## ACTION ITEM
Line by line, retype the material below exactly, from its first line up to and including the one holding "# indicate a point on every instance of the white cardigan".

## DATA FOR THIS EXERCISE
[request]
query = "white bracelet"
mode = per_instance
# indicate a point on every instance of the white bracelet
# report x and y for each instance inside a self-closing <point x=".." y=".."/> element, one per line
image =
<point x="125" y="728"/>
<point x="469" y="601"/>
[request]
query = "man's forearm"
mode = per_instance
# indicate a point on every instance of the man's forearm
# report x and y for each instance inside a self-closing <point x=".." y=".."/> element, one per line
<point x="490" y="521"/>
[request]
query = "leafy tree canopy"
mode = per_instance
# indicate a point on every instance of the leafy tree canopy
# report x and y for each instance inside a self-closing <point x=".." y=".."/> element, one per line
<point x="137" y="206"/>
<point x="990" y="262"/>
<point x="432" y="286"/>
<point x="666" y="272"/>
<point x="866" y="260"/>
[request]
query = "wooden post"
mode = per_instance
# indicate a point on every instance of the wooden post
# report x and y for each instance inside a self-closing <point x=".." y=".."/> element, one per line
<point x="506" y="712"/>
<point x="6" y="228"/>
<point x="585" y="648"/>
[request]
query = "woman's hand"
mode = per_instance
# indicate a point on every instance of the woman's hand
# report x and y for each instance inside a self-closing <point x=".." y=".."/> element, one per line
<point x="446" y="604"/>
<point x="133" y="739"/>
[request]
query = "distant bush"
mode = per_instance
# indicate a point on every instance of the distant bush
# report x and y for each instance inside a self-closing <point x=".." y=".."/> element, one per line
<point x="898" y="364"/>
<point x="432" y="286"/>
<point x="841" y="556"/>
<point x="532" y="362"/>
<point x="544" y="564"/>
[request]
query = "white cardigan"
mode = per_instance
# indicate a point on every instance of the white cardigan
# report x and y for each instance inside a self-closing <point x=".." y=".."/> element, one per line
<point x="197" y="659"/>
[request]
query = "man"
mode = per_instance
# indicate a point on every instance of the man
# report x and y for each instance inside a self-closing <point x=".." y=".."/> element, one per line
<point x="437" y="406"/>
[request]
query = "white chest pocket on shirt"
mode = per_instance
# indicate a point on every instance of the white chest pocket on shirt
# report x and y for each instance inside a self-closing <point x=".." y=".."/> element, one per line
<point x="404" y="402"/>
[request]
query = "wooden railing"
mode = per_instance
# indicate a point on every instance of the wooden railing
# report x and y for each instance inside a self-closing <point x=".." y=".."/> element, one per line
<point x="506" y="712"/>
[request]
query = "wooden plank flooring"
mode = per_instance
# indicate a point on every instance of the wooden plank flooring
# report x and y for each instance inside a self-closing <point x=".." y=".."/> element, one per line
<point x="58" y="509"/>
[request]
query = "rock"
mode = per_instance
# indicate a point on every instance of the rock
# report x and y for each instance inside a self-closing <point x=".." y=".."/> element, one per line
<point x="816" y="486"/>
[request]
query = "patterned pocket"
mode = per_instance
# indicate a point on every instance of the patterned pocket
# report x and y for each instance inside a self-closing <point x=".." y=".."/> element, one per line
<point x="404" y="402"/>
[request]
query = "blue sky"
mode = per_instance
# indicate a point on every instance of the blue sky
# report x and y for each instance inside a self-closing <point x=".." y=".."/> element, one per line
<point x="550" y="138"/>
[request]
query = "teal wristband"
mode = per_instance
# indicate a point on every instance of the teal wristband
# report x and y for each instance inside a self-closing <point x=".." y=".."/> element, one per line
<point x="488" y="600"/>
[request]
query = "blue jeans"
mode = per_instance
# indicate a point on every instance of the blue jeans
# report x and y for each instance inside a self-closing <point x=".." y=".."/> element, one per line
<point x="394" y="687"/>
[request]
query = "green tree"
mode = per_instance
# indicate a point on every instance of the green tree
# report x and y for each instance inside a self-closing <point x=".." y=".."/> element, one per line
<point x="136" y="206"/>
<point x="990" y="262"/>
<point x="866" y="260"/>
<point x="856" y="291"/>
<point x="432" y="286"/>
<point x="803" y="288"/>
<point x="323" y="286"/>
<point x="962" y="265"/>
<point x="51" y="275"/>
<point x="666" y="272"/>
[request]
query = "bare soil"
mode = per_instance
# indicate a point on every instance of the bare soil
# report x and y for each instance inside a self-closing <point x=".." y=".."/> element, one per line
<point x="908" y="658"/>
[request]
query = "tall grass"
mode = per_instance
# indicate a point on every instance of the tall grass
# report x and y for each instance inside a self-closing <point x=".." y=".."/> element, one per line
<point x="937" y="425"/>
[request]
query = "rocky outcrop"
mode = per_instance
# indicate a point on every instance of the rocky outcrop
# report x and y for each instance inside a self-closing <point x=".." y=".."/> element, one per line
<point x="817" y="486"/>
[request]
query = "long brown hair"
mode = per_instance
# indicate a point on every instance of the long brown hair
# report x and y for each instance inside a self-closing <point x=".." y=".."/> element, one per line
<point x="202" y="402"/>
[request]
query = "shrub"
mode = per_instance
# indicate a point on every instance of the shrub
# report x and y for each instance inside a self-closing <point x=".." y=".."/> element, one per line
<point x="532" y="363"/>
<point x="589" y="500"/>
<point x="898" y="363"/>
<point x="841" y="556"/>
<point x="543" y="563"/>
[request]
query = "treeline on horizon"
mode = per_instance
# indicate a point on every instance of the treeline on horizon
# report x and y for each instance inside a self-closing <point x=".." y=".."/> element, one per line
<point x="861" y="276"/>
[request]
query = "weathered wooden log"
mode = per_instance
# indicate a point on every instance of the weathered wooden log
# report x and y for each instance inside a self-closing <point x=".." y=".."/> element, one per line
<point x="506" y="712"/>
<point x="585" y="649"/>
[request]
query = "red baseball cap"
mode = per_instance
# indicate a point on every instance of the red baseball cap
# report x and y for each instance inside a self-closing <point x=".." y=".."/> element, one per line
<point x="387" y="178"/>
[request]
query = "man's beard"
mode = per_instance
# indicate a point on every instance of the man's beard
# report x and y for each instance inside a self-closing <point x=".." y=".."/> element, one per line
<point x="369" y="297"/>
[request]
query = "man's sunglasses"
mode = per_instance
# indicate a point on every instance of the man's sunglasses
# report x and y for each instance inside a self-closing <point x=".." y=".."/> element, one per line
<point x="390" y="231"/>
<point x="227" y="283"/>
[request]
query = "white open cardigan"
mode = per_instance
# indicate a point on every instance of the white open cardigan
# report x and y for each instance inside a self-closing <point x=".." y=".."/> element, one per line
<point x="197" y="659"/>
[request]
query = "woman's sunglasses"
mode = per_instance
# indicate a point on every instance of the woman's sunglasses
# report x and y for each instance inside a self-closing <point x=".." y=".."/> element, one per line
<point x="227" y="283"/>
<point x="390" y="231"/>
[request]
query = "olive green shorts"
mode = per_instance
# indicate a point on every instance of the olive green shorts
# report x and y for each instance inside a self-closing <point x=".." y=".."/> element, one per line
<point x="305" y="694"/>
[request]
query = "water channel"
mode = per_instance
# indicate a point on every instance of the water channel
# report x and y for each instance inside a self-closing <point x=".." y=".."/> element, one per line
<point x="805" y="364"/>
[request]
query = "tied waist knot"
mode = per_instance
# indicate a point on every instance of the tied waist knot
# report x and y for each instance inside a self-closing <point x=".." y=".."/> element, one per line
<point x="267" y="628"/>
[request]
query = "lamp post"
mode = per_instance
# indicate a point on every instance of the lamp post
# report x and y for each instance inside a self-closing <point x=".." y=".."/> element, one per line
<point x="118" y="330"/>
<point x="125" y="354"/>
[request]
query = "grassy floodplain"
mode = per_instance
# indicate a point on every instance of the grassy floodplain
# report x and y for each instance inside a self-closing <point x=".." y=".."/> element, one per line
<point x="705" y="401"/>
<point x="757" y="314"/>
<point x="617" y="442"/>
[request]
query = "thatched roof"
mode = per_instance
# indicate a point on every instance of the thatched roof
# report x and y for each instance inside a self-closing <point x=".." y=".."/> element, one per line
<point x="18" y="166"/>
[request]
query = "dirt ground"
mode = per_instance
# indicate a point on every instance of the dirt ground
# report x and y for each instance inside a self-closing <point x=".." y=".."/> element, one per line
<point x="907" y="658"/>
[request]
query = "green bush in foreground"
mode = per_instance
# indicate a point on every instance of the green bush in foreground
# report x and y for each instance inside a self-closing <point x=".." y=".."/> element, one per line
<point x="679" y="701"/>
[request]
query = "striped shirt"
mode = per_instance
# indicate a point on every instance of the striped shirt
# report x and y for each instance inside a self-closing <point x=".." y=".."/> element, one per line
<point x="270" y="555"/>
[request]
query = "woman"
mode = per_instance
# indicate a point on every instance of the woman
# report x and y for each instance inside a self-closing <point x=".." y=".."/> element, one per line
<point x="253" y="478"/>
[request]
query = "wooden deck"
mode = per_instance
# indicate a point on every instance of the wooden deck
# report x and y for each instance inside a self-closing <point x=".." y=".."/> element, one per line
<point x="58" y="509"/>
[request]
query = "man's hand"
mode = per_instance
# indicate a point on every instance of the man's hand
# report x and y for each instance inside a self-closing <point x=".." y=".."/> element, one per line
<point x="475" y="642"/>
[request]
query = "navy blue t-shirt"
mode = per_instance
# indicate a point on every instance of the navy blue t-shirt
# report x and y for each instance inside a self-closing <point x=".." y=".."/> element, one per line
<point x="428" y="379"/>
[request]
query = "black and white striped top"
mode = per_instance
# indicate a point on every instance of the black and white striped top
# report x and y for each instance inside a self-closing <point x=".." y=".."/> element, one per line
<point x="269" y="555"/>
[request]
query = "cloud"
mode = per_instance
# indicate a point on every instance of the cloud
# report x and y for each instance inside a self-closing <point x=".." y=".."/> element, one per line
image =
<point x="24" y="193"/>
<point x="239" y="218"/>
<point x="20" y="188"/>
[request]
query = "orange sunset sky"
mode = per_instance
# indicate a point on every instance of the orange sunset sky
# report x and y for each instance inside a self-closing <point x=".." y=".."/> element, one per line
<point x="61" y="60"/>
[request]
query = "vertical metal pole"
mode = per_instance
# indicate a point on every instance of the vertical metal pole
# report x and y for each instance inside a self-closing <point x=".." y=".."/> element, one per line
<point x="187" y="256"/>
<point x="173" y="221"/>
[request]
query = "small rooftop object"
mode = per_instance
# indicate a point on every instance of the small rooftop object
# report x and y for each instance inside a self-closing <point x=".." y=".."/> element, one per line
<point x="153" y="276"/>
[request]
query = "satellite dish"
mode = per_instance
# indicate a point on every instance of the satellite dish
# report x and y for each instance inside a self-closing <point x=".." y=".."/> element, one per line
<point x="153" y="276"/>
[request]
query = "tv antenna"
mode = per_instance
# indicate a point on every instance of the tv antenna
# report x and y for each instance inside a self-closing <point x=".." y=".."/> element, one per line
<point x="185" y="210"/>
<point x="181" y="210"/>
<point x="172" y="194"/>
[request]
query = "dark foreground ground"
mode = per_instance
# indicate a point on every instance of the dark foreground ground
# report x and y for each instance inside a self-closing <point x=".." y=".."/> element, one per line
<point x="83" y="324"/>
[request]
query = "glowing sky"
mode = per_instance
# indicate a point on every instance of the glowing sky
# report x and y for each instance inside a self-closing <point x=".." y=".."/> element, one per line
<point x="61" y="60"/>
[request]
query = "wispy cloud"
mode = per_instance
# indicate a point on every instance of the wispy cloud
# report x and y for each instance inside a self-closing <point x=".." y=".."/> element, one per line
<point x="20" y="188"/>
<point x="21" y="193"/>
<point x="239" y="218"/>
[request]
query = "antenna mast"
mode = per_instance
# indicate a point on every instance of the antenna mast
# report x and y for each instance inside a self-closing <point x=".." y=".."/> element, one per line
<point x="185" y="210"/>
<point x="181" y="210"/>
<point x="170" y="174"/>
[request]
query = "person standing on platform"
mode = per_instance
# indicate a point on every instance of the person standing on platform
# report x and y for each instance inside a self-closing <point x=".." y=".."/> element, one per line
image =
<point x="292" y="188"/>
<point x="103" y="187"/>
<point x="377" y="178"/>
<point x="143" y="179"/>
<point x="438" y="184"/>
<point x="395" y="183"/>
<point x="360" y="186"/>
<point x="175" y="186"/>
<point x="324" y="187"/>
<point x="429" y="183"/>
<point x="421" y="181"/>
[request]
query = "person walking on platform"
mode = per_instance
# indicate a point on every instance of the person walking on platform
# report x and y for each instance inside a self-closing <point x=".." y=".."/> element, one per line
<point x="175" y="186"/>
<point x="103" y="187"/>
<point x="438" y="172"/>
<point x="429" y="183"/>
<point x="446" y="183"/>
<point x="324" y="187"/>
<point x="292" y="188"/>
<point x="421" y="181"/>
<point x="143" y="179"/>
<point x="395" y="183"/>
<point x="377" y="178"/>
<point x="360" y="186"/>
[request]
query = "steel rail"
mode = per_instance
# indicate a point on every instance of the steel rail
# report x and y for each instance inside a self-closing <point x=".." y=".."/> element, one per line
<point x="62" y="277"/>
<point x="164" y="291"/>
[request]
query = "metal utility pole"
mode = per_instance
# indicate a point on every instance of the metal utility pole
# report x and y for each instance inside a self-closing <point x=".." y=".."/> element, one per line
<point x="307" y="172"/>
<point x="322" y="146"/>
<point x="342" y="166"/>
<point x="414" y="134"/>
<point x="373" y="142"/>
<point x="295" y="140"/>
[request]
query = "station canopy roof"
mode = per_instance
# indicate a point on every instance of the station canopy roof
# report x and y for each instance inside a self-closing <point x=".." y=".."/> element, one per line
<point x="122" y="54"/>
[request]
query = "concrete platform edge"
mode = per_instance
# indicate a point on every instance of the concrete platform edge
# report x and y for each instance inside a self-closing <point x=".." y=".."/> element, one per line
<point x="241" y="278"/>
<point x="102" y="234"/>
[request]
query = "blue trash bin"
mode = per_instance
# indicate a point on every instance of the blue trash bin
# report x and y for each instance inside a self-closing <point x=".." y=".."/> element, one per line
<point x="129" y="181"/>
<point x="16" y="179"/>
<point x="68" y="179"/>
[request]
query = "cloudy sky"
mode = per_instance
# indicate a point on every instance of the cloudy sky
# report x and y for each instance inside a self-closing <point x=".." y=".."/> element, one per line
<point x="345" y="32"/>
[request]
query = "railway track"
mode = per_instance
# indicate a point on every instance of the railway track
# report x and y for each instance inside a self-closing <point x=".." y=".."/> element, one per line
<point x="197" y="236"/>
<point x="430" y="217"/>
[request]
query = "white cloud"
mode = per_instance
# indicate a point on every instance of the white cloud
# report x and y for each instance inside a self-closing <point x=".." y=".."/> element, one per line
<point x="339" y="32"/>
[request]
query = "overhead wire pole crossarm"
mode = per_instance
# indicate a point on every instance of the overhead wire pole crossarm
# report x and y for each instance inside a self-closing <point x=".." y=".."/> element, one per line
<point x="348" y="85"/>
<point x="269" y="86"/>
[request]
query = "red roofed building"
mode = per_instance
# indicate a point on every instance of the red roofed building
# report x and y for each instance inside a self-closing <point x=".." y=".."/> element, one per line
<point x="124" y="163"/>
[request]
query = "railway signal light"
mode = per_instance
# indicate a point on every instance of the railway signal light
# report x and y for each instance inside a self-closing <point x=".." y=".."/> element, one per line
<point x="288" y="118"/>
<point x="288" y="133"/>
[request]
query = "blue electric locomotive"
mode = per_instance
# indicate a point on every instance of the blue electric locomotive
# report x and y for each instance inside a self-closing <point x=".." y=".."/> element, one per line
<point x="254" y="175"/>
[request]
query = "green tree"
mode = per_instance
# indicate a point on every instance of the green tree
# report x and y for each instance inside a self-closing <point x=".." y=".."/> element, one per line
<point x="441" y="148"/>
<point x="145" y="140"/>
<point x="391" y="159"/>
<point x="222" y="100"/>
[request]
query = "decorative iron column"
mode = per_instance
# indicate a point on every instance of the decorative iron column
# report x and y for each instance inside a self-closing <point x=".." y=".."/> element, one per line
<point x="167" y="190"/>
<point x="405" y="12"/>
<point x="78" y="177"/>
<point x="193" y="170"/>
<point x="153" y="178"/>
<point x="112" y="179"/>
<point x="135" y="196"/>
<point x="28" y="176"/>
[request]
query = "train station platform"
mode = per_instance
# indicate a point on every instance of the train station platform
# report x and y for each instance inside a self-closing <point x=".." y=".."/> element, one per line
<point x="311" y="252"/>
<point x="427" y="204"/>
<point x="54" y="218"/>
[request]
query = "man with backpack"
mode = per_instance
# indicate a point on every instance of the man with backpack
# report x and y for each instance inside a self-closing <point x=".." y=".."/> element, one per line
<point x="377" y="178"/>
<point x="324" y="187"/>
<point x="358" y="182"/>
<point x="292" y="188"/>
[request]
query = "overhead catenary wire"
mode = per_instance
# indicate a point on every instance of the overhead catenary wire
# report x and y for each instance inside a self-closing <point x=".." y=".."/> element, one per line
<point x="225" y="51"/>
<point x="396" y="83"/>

## RESULT FOR THIS TASK
[request]
query = "white bracelet"
mode = per_instance
# indicate a point on every instance of the white bracelet
# report x and y for each instance inside a self-closing <point x=".." y=".."/> element, one per line
image =
<point x="125" y="728"/>
<point x="469" y="601"/>
[request]
query = "man's forearm"
mode = per_instance
# indicate a point on every instance of the man's forearm
# report x and y for each instance inside a self-closing <point x=".." y=".."/> element, one per line
<point x="490" y="521"/>
[request]
query = "leafy tree canopy"
mode = per_instance
# indicate a point on every instance of the leafy tree canopy
# report x and y for each instance inside a self-closing <point x=".." y=".."/> element, one per line
<point x="137" y="206"/>
<point x="990" y="262"/>
<point x="432" y="286"/>
<point x="666" y="272"/>
<point x="866" y="260"/>
[request]
query = "wooden post"
mode = per_instance
# indicate a point on every instance of the wooden post
# report x and y for each instance inside a self-closing <point x=".." y=".."/> element, one per line
<point x="506" y="712"/>
<point x="6" y="228"/>
<point x="585" y="648"/>
[request]
query = "woman's hand"
mode = per_instance
# indicate a point on every instance of the woman's hand
# report x and y for each instance inside a self-closing <point x=".." y=".."/> element, one per line
<point x="446" y="604"/>
<point x="133" y="739"/>
[request]
query = "distant bush"
mode = per_instance
# indicate a point on every instance of the distant bush
# report x and y for each instance inside a self-closing <point x=".." y=".."/> element, one per line
<point x="898" y="364"/>
<point x="432" y="286"/>
<point x="841" y="556"/>
<point x="532" y="362"/>
<point x="544" y="564"/>
[request]
query = "white cardigan"
mode = per_instance
# indicate a point on every instance of the white cardigan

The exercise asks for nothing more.